**DATASET RECORDS**
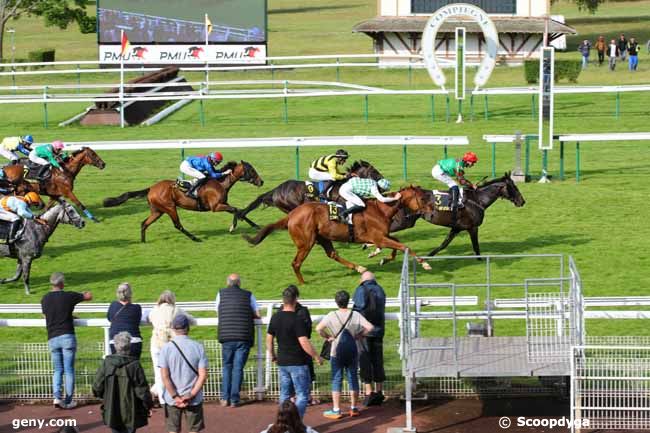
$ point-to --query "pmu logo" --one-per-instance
(139, 52)
(195, 52)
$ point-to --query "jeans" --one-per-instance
(234, 355)
(295, 379)
(337, 375)
(63, 349)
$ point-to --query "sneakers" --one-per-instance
(333, 414)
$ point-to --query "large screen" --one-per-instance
(181, 21)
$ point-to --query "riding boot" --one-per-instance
(454, 205)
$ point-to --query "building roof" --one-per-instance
(416, 23)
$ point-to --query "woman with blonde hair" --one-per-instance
(161, 318)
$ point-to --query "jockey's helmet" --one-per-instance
(470, 158)
(341, 154)
(384, 184)
(32, 198)
(216, 157)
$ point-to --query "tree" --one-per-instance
(58, 13)
(590, 5)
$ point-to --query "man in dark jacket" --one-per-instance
(237, 310)
(121, 384)
(370, 300)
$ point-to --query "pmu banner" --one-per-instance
(140, 54)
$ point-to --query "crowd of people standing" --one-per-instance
(620, 48)
(353, 336)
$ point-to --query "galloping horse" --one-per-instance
(292, 193)
(309, 224)
(35, 236)
(470, 217)
(61, 182)
(165, 196)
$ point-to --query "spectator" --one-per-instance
(584, 48)
(622, 46)
(122, 386)
(288, 420)
(184, 369)
(633, 51)
(294, 350)
(601, 46)
(613, 53)
(370, 300)
(125, 316)
(57, 306)
(303, 313)
(343, 328)
(161, 317)
(237, 309)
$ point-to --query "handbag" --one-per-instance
(326, 351)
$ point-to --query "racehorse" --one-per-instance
(292, 193)
(470, 217)
(309, 224)
(61, 182)
(165, 196)
(30, 244)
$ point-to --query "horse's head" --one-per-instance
(245, 171)
(87, 156)
(509, 191)
(414, 198)
(364, 170)
(69, 215)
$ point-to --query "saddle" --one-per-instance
(10, 233)
(442, 201)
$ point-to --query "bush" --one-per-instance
(569, 69)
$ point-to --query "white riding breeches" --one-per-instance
(5, 215)
(318, 176)
(443, 177)
(351, 199)
(36, 159)
(187, 169)
(11, 156)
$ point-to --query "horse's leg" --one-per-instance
(473, 235)
(70, 195)
(27, 267)
(19, 271)
(173, 214)
(152, 218)
(450, 237)
(332, 254)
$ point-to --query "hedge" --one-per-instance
(569, 69)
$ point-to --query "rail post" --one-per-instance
(45, 107)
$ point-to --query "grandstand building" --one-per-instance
(397, 29)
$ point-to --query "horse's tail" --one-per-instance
(265, 199)
(116, 201)
(262, 234)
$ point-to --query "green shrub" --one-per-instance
(569, 69)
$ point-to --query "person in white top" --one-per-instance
(288, 420)
(161, 318)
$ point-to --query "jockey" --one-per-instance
(328, 169)
(48, 155)
(202, 168)
(451, 172)
(10, 145)
(13, 208)
(356, 189)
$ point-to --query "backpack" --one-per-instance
(346, 348)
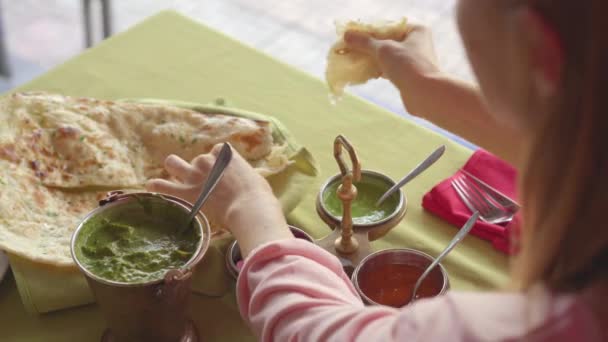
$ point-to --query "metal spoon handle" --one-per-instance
(459, 236)
(215, 175)
(430, 160)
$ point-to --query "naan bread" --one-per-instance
(345, 66)
(60, 155)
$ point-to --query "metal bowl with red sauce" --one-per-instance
(388, 277)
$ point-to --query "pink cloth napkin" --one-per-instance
(444, 202)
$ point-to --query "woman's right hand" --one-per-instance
(407, 64)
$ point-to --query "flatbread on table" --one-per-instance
(60, 155)
(346, 66)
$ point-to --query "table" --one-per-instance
(169, 56)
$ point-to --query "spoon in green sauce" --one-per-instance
(430, 160)
(223, 159)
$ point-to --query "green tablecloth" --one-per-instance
(171, 57)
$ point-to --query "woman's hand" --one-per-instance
(242, 201)
(407, 64)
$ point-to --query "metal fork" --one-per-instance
(477, 200)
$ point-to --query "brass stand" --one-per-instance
(349, 246)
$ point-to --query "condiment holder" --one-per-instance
(154, 310)
(350, 241)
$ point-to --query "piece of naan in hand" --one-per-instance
(346, 66)
(59, 156)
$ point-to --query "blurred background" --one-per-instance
(40, 34)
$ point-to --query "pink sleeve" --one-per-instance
(292, 290)
(295, 291)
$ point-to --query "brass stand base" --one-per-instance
(190, 334)
(349, 261)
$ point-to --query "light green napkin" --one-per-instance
(43, 288)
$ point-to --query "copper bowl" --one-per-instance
(375, 266)
(154, 310)
(233, 255)
(376, 229)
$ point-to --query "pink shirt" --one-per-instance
(292, 290)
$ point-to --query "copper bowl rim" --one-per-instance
(203, 226)
(374, 174)
(355, 276)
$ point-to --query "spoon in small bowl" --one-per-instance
(223, 159)
(461, 234)
(430, 160)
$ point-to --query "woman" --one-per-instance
(542, 104)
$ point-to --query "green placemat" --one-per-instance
(43, 288)
(170, 56)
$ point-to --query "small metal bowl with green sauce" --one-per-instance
(377, 220)
(139, 265)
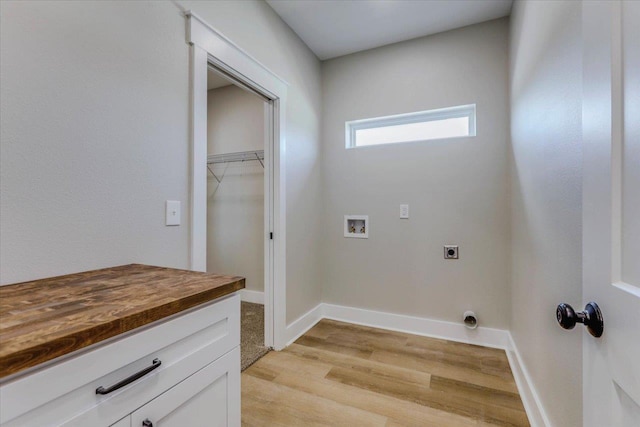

**WHAT IS NEEDED**
Please pull out every line of the material that contains the word "naan".

**FULL RESPONSE**
$ point-to --query "naan bread" --one-per-instance
$ point-to --query "piece of naan in hand" --one-per-instance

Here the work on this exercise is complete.